++++ DATA RECORDS ++++
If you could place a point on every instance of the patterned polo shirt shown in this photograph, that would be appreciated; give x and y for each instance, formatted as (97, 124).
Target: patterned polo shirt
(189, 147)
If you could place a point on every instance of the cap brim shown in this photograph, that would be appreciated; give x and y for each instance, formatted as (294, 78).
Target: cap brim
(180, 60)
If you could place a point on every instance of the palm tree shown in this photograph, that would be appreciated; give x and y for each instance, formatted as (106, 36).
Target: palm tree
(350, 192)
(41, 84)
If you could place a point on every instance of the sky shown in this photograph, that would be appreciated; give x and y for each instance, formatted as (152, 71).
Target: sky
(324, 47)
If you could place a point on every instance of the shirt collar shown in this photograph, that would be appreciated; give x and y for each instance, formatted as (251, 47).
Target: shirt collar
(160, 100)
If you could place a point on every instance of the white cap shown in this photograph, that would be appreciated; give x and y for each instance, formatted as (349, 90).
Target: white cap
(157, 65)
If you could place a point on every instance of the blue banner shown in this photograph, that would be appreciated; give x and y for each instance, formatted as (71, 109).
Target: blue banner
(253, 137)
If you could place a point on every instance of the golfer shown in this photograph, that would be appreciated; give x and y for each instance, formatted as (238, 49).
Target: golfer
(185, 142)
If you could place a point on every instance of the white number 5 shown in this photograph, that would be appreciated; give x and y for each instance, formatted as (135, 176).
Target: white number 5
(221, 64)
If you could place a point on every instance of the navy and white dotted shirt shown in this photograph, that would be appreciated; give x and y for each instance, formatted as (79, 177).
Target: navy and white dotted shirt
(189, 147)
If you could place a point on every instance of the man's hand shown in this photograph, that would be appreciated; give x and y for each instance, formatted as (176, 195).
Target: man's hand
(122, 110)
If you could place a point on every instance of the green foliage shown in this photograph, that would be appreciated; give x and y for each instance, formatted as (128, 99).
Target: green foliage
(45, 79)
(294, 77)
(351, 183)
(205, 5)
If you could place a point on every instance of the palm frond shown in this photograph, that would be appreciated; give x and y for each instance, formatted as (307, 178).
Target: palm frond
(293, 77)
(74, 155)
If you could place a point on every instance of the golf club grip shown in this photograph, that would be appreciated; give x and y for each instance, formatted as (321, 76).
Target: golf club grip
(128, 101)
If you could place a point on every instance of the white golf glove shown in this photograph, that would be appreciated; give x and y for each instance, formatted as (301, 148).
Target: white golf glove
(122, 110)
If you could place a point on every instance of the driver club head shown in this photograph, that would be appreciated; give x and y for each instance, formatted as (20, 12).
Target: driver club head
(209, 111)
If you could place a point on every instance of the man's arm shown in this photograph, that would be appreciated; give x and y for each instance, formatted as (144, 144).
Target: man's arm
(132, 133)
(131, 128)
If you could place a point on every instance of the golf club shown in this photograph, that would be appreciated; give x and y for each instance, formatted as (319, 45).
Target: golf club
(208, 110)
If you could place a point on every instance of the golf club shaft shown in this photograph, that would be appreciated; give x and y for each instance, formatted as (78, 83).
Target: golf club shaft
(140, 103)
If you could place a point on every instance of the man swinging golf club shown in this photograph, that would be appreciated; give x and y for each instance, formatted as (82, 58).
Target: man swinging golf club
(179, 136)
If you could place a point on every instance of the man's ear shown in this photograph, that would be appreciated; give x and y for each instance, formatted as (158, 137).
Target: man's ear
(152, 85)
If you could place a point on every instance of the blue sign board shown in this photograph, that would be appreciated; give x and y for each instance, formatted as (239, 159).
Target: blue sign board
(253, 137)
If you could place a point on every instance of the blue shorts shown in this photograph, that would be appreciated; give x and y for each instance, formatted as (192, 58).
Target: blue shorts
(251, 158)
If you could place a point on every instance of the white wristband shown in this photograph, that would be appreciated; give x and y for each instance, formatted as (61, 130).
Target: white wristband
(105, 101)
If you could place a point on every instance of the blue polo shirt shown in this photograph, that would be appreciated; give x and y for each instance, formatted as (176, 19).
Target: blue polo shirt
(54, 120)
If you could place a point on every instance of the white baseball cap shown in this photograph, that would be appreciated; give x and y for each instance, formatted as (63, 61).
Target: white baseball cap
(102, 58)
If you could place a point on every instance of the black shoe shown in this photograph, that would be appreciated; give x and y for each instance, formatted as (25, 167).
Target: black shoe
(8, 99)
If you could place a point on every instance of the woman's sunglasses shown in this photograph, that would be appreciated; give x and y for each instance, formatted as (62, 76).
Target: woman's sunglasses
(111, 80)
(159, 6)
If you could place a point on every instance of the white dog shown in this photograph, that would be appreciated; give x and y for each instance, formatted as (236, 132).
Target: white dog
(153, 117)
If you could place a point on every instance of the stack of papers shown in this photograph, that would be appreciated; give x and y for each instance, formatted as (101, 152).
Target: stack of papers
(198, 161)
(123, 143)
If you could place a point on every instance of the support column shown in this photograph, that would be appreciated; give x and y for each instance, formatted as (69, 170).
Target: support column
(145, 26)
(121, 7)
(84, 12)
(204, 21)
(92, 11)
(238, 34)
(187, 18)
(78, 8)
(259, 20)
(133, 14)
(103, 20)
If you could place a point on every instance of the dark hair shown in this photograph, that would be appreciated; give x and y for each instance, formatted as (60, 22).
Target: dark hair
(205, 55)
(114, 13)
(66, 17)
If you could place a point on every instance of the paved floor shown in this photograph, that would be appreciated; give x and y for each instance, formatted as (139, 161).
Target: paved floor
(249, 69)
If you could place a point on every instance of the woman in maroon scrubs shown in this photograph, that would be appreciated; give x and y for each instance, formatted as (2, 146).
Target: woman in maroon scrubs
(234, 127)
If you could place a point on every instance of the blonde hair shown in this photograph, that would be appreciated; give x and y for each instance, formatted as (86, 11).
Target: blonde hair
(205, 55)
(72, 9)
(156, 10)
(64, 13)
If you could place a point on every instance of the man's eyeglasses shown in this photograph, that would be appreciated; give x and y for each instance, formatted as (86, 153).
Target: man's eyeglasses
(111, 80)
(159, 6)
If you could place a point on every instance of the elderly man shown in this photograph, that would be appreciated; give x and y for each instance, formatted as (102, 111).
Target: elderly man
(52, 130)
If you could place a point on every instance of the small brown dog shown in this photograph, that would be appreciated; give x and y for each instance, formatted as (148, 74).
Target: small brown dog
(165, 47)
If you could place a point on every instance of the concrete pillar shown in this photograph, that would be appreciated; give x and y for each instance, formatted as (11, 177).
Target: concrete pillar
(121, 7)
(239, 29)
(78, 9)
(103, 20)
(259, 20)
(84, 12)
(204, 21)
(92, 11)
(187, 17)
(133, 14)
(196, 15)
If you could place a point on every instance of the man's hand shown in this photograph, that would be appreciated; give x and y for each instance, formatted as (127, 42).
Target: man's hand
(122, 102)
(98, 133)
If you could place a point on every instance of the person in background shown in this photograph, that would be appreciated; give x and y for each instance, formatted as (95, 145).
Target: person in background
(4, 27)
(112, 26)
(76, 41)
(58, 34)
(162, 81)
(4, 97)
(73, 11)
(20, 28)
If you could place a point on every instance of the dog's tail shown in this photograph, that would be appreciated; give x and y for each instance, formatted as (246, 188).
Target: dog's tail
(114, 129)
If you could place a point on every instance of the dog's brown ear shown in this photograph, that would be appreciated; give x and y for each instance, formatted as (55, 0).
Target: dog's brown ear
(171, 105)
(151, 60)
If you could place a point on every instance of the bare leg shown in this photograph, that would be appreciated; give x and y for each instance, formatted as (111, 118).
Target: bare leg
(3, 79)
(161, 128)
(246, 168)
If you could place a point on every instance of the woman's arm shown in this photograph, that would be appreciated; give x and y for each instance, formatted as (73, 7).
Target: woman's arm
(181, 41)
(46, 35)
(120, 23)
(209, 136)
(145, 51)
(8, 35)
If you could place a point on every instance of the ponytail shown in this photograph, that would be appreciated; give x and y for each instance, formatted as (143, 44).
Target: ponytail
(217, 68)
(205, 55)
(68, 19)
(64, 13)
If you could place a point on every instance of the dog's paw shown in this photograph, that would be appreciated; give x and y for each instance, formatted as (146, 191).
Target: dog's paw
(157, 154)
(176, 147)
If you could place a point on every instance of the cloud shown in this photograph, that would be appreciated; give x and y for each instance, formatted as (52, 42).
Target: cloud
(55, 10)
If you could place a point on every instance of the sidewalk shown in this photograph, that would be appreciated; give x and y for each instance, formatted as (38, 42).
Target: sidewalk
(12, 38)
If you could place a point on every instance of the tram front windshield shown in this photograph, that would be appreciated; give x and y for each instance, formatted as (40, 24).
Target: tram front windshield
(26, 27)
++++
YOUR TASK
In the data above, find the line that contains "as (148, 74)." and the line that contains "as (143, 44).". Repeat exactly those lines and every line between them, and only those.

WRITTEN ANSWER
If you could place a point on every instance of the small brown dog shown in this photograph, that would be appreciated; give x and y for each instance, formatted as (148, 74).
Target: small brown dog
(165, 47)
If you could place a point on every instance of the concrete pillar shown in this photograph, that would be appreciated; give x and y for each instance, formatted as (11, 177).
Target: concrete pillar
(121, 7)
(239, 29)
(78, 9)
(103, 20)
(259, 20)
(84, 12)
(204, 21)
(92, 11)
(187, 17)
(133, 14)
(196, 15)
If you could place a point on every instance of the man's hand shown in this photograph, that would be appreciated; give x and y for each instance, formatted as (127, 42).
Target: man's hand
(122, 102)
(98, 133)
If you could place a point on every instance of the person in background shown in this photograph, that would be appreciated; give x and y for each instance, formatted as (95, 145).
Target: person in background
(4, 27)
(112, 26)
(76, 41)
(58, 34)
(162, 81)
(4, 97)
(73, 11)
(20, 28)
If you could place a point on every instance of the dog's tail shown in this photograph, that would be appreciated; give x and y for each instance, formatted as (246, 188).
Target: dog's tail
(114, 129)
If you could place a point on every instance of the dog's brown ear shown in this photograph, that would be appreciated; give x and y for each instance, formatted as (55, 0).
Target: dog's brown ear
(171, 105)
(151, 60)
If you could place a point on every instance of the bare leg shown in this photograph, that would be appreciated; give x and y for each instance, formatted as (111, 118).
Target: bare leg
(3, 79)
(161, 128)
(246, 168)
If you could place a point on every instance of the woman's arm shown in this photograph, that would be appreciated; give x and y for each instance, formatted as (73, 7).
Target: woman's arm
(181, 41)
(46, 35)
(120, 23)
(209, 136)
(145, 51)
(8, 35)
If you could place a point on every instance of the ponytail shown in this photograph, that would be appreciated; give x and y for each instance, formatted as (143, 44).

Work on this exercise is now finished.